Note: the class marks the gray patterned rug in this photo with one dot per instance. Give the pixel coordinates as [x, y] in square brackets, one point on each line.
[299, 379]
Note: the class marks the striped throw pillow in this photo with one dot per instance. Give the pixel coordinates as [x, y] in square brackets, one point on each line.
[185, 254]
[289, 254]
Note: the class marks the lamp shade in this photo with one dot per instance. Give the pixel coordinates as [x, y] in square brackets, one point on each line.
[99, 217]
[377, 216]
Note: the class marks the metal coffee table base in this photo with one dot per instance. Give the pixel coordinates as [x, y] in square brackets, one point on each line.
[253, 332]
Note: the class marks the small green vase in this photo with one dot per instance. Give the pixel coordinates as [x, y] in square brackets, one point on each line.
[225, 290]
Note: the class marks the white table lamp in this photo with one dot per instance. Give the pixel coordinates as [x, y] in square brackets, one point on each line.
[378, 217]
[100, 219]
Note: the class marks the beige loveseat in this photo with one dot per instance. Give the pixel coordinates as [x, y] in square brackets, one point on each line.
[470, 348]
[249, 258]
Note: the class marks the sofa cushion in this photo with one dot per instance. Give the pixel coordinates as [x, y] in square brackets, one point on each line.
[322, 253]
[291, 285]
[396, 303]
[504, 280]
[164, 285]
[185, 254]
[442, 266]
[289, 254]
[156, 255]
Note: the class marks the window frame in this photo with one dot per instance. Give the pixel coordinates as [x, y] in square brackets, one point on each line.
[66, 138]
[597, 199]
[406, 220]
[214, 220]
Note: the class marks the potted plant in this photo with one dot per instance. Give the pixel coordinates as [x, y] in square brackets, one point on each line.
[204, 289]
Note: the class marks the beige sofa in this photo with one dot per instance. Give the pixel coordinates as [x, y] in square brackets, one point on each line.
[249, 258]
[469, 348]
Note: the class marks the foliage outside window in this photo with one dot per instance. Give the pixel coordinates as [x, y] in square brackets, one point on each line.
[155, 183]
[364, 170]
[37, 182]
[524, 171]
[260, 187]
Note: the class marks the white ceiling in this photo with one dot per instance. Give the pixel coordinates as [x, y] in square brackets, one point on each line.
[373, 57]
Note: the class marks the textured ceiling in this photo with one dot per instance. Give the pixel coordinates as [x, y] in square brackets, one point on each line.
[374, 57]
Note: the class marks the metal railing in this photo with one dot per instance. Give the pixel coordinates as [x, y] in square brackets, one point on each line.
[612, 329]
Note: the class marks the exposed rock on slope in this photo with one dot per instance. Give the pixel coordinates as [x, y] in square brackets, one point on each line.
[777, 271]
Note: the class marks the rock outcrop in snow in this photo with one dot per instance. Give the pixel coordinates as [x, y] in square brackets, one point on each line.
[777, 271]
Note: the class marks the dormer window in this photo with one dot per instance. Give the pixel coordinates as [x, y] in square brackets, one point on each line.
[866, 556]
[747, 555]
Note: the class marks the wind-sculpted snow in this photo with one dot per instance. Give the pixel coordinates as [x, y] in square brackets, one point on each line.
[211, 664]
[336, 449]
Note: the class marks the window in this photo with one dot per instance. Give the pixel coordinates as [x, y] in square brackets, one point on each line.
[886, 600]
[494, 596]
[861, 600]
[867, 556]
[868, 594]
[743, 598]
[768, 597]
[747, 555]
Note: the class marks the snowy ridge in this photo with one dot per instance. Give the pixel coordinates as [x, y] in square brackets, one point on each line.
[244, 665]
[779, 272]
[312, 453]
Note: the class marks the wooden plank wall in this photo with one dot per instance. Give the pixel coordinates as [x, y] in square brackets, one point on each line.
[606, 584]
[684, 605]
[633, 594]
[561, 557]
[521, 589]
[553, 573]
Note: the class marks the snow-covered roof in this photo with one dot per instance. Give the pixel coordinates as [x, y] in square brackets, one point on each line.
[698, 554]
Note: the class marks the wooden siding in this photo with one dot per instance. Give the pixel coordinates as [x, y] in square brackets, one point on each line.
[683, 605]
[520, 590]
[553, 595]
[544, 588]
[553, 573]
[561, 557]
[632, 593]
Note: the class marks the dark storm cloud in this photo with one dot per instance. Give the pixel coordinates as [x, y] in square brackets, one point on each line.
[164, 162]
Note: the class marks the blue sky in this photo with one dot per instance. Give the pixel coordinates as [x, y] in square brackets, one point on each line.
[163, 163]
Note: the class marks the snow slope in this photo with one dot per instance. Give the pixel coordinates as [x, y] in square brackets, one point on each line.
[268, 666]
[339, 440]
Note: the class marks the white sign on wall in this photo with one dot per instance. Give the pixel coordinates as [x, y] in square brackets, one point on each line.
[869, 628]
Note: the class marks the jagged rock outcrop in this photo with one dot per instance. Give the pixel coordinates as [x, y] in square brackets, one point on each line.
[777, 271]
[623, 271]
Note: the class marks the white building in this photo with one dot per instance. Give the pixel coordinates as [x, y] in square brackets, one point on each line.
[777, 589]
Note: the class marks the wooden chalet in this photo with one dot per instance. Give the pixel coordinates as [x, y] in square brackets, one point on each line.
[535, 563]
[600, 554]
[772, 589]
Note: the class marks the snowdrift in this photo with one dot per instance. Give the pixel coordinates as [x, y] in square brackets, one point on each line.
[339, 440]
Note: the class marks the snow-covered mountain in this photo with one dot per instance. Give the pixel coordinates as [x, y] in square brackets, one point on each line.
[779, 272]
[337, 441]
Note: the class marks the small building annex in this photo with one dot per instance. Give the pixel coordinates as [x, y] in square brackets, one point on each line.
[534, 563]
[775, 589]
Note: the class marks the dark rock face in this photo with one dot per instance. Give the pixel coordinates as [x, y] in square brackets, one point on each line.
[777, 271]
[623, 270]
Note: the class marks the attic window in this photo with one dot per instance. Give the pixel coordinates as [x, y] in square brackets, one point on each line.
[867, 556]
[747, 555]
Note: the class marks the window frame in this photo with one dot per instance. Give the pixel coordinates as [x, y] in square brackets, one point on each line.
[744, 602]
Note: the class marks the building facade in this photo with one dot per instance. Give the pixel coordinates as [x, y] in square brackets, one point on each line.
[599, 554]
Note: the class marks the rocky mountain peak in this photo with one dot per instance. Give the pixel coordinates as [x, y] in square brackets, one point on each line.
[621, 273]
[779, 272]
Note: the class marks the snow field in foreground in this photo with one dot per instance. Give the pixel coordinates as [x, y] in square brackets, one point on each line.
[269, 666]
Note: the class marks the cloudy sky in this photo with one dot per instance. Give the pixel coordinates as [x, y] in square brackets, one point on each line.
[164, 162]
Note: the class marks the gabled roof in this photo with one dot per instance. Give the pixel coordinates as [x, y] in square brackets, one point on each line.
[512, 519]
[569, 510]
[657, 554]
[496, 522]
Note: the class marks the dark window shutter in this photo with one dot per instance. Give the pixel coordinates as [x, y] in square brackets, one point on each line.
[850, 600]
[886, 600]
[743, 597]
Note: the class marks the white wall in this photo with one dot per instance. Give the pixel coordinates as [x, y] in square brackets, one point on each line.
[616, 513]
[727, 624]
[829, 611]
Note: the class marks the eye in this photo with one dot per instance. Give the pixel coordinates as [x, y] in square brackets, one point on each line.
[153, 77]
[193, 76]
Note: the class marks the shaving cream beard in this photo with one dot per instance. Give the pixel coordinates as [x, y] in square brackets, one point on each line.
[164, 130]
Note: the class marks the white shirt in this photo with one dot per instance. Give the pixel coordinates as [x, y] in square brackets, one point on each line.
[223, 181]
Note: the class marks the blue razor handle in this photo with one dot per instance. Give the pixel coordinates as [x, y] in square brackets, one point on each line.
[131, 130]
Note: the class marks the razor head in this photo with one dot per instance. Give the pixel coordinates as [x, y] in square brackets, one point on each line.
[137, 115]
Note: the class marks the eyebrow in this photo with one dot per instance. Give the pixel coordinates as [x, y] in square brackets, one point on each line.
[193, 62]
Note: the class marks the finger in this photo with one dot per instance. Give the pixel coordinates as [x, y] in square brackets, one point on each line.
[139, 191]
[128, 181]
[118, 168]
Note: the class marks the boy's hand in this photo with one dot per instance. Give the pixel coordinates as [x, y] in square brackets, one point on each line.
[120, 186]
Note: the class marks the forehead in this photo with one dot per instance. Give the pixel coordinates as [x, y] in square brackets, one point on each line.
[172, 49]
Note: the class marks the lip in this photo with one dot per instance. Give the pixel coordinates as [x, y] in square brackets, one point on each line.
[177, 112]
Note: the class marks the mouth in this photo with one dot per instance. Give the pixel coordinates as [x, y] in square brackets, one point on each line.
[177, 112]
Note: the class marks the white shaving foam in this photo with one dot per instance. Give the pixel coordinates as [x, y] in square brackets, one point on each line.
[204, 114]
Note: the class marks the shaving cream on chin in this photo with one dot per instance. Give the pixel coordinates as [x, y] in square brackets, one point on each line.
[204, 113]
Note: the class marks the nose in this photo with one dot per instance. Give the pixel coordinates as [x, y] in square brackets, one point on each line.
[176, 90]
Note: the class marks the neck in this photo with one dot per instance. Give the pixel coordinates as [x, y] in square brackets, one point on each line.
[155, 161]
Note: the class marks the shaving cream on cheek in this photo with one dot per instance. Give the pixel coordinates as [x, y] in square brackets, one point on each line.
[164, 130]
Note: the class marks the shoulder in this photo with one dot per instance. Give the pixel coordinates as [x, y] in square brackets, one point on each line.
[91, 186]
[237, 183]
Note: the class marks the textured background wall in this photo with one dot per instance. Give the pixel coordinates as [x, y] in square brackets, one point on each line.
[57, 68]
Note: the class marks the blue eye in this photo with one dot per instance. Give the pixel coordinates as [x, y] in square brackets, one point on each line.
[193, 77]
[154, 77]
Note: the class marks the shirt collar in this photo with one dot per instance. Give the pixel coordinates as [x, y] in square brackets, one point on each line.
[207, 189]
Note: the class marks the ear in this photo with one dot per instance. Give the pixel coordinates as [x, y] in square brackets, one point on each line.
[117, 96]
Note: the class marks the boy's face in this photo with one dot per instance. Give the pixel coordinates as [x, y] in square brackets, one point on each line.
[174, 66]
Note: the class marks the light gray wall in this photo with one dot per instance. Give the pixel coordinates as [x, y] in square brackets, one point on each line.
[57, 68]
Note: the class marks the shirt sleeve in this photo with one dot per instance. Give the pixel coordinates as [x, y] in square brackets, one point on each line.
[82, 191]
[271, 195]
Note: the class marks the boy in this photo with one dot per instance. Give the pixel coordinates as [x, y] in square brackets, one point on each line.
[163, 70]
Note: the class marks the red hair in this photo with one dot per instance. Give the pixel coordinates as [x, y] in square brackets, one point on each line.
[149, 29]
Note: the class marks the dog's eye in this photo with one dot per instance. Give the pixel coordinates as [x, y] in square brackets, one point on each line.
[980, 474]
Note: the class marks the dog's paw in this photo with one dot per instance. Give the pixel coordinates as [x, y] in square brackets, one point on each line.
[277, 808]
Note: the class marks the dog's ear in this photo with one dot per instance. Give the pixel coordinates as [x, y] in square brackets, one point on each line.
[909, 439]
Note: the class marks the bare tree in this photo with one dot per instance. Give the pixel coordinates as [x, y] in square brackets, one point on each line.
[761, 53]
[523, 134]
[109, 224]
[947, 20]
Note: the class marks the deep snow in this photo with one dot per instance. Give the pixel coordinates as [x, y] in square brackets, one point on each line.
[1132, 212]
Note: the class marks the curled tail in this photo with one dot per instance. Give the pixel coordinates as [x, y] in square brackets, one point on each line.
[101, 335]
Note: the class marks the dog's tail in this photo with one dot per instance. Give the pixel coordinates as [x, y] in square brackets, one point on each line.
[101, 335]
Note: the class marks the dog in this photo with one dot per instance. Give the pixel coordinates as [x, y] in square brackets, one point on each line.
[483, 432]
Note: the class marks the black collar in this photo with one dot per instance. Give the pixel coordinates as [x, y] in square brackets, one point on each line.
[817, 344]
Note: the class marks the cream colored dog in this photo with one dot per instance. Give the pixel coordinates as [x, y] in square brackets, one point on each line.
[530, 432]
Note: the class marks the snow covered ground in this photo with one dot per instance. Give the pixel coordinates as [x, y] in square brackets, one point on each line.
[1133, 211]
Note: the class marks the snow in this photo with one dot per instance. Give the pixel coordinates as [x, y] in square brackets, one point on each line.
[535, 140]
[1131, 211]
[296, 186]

What to produce =>
Transcribe exactly, please, the lines from the one with "Note: the class marks the snow in" to the last line of the entries above, ends included.

Answer below =>
Note: the class marks the snow in this photo with one dot per instance. Give the pixel coordinates as [x, y] in square brackets, one point on each line.
[535, 140]
[1131, 211]
[296, 186]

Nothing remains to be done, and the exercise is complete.